▶ _ACTIVITY 1_
List each distinct person named in the interview transcript on the mind and the brain, including its title line.
▶ _ACTIVITY 2_
Carry the interview transcript on the mind and the brain forward from its last sentence.

▶ _READING TEXT_
Beauregard and O'Leary on the Dennis Prager show - partial transcript
Bill Dembski asked me to post some excerpts from this interview that Montreal neuroscientist Mario Beauregard and I did with American radio host Dennis Prager, on the difference between the mind and the brain (as set out in our book The Spiritual Brain, Harper One, 2007) at Uncommon Descent. I finally got a chance to transcribe a bit of it, so here is that bit:
DENNIS PRAGER: We always or nearly always associate scientists with skepticism if not downright hostility to the notion that there is something in us that is not physically or materially explicable. The notion that we have a soul, well, but you can't measure a soul, you can't see it, and it is not available through an x-ray and yet there are some scientists who say that science itself may argue for the existence of a soul and even for a higher intelligence.

▶ _RAW DATA_
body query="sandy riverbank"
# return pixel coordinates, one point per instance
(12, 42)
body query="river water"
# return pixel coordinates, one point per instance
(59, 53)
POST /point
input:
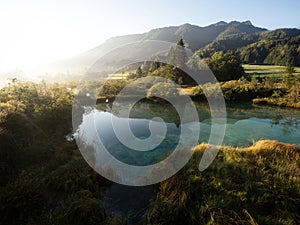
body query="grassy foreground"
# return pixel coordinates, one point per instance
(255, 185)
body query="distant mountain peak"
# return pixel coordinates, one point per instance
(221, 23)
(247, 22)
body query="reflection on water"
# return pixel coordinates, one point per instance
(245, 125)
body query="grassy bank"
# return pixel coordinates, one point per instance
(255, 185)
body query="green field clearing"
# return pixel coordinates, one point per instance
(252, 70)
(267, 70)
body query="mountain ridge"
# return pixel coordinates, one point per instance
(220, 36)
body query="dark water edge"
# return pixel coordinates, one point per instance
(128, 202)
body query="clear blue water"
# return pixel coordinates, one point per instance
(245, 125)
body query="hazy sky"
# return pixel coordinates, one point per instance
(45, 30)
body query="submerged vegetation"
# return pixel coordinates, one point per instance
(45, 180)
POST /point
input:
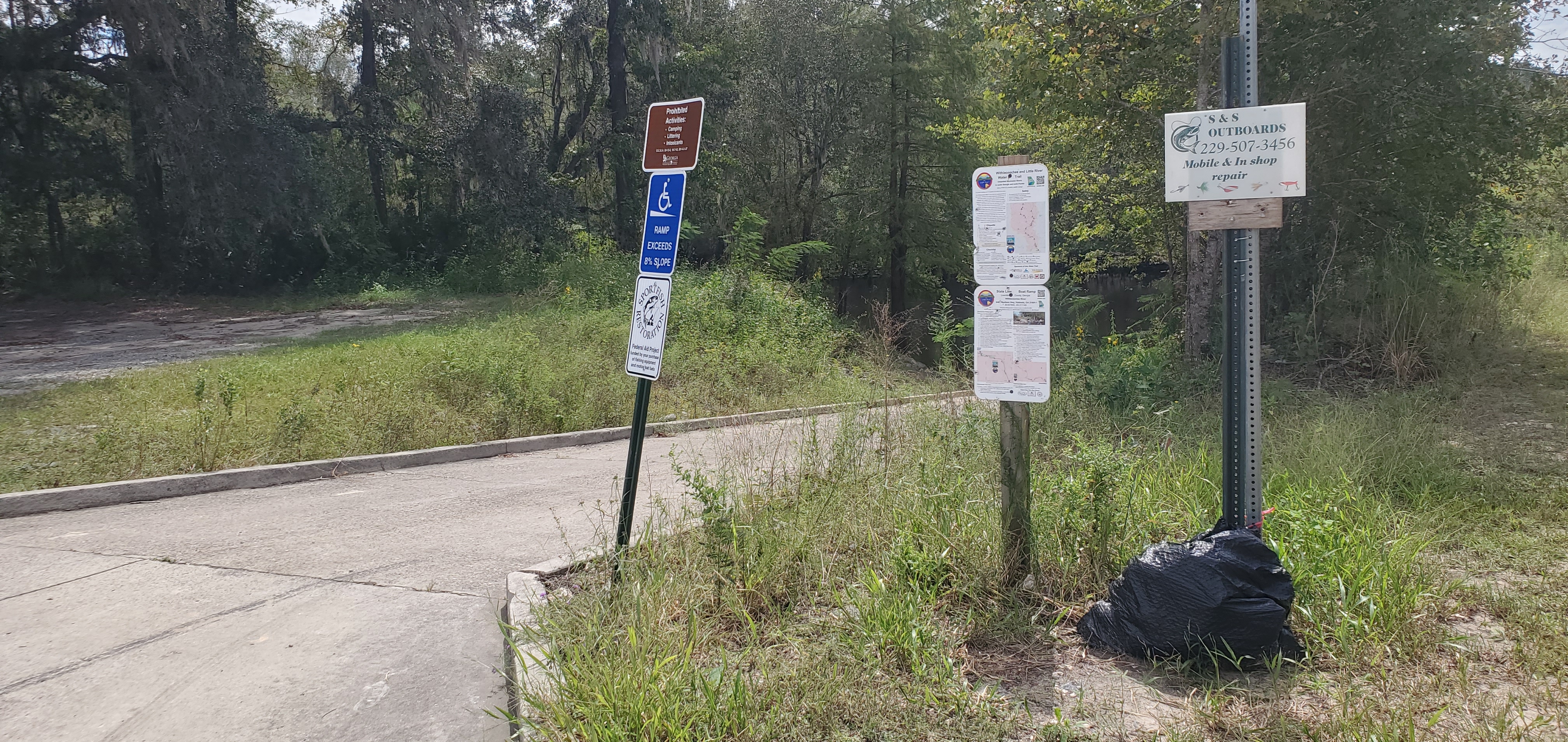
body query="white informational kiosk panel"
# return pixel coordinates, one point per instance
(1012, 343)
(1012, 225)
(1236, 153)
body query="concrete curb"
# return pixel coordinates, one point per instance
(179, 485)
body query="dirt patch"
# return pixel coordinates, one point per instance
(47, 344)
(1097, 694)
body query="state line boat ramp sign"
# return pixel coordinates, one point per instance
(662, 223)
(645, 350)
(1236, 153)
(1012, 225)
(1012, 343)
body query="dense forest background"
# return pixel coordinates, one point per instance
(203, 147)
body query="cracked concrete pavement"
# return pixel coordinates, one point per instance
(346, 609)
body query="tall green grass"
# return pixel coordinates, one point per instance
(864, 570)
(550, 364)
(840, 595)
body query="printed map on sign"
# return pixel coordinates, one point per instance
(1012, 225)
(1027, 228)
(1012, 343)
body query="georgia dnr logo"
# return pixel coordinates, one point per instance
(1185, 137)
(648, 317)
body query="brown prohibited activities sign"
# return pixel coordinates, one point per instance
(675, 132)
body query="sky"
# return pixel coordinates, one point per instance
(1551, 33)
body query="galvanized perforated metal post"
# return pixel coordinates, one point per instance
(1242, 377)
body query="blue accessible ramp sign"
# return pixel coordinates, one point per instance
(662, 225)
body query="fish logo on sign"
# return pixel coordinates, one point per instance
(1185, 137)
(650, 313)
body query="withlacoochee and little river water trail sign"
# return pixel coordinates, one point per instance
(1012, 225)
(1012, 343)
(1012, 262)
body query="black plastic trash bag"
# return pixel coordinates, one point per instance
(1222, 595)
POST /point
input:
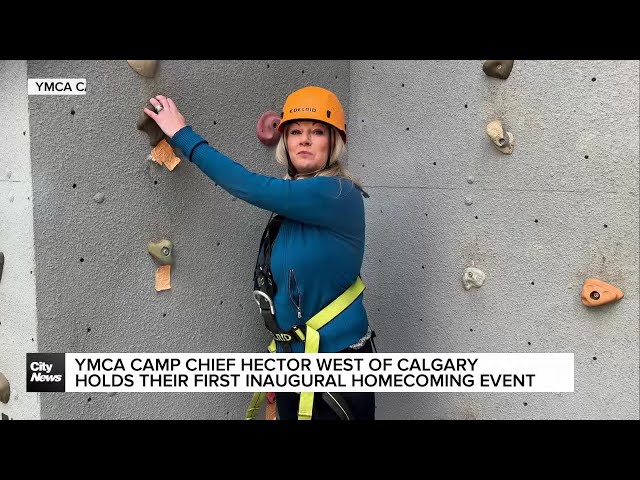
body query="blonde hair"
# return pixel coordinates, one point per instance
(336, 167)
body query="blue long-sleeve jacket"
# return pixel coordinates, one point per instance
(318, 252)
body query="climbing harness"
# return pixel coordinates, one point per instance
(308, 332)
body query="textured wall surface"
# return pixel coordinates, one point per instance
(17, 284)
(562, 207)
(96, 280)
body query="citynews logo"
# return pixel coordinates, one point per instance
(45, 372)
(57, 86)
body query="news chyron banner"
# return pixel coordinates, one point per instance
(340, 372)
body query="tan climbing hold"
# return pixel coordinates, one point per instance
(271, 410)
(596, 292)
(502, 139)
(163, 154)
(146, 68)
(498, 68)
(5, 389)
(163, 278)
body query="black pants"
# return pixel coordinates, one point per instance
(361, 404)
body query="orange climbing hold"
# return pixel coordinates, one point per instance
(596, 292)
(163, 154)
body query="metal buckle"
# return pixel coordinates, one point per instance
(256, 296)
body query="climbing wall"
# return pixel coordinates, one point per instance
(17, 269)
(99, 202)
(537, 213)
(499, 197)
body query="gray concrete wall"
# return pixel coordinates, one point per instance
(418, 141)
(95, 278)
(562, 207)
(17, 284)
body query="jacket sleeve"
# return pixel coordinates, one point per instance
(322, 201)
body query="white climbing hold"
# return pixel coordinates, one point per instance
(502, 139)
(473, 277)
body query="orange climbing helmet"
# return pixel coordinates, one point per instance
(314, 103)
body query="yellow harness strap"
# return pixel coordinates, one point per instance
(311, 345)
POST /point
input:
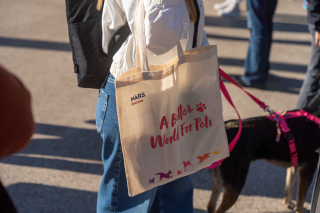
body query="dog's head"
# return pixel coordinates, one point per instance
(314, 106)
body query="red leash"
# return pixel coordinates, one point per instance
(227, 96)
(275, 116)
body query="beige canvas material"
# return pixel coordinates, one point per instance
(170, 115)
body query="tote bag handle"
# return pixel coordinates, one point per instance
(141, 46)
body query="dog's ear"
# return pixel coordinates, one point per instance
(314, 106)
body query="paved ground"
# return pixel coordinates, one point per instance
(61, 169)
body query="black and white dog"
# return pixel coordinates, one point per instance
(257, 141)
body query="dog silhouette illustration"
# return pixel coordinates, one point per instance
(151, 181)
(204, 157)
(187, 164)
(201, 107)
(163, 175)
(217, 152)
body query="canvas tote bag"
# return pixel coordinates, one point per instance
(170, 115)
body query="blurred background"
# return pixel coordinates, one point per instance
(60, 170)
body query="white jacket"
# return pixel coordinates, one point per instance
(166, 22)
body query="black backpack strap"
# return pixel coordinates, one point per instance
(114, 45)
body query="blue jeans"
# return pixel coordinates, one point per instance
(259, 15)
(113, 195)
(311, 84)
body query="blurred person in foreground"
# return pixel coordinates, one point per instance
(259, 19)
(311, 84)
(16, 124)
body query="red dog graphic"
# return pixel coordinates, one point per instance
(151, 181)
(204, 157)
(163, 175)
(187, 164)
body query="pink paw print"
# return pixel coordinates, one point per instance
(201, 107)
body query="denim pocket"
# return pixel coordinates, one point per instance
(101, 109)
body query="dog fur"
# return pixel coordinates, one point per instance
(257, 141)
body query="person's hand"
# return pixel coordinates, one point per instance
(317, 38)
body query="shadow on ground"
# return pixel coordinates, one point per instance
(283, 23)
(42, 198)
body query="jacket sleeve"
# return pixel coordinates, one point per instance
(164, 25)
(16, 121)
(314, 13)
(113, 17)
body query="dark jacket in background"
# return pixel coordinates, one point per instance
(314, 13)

▶ _FINAL ANSWER 1_
Mario Beauregard, O'Leary, Bill Dembski, Dennis Prager

▶ _FINAL ANSWER 2_
And there is a book that has received remarkable reviews, just published it's called that argues and the neuroscientist in this case is a professor at the University of Montreal, an assistant professor in the departments of radiology and psychology and he is Mario Beauregard and in Toronto is Denyse O'Leary who is an award-winning Canadian science writer and journalist. They have co-authored this book.
So, tell our many listeners in North America, what is the basic theory of your book?
MARIO BEAUREGARD: Well, the basic theory in our book is that there are many lines of evidence that say that you cannot reduce mind, consciousness, and self to electrical and chemical processes in the brain. For instance, in the case of the placebo effect there is no good solid theory - material theory - in neuroscience that is able to explain this phenomenon because most neuroscientists believe in the central dogma of neuroscience which is that the brain produces the mind through electrical and chemical activity and that the mind does not really exist. It is more like an illusion, if you will, so an illusion cannot exert a significant effect over the electrical and chemical substances in the brain. So in other words they have a lot of trouble to be able to explain something like the placebo effect ...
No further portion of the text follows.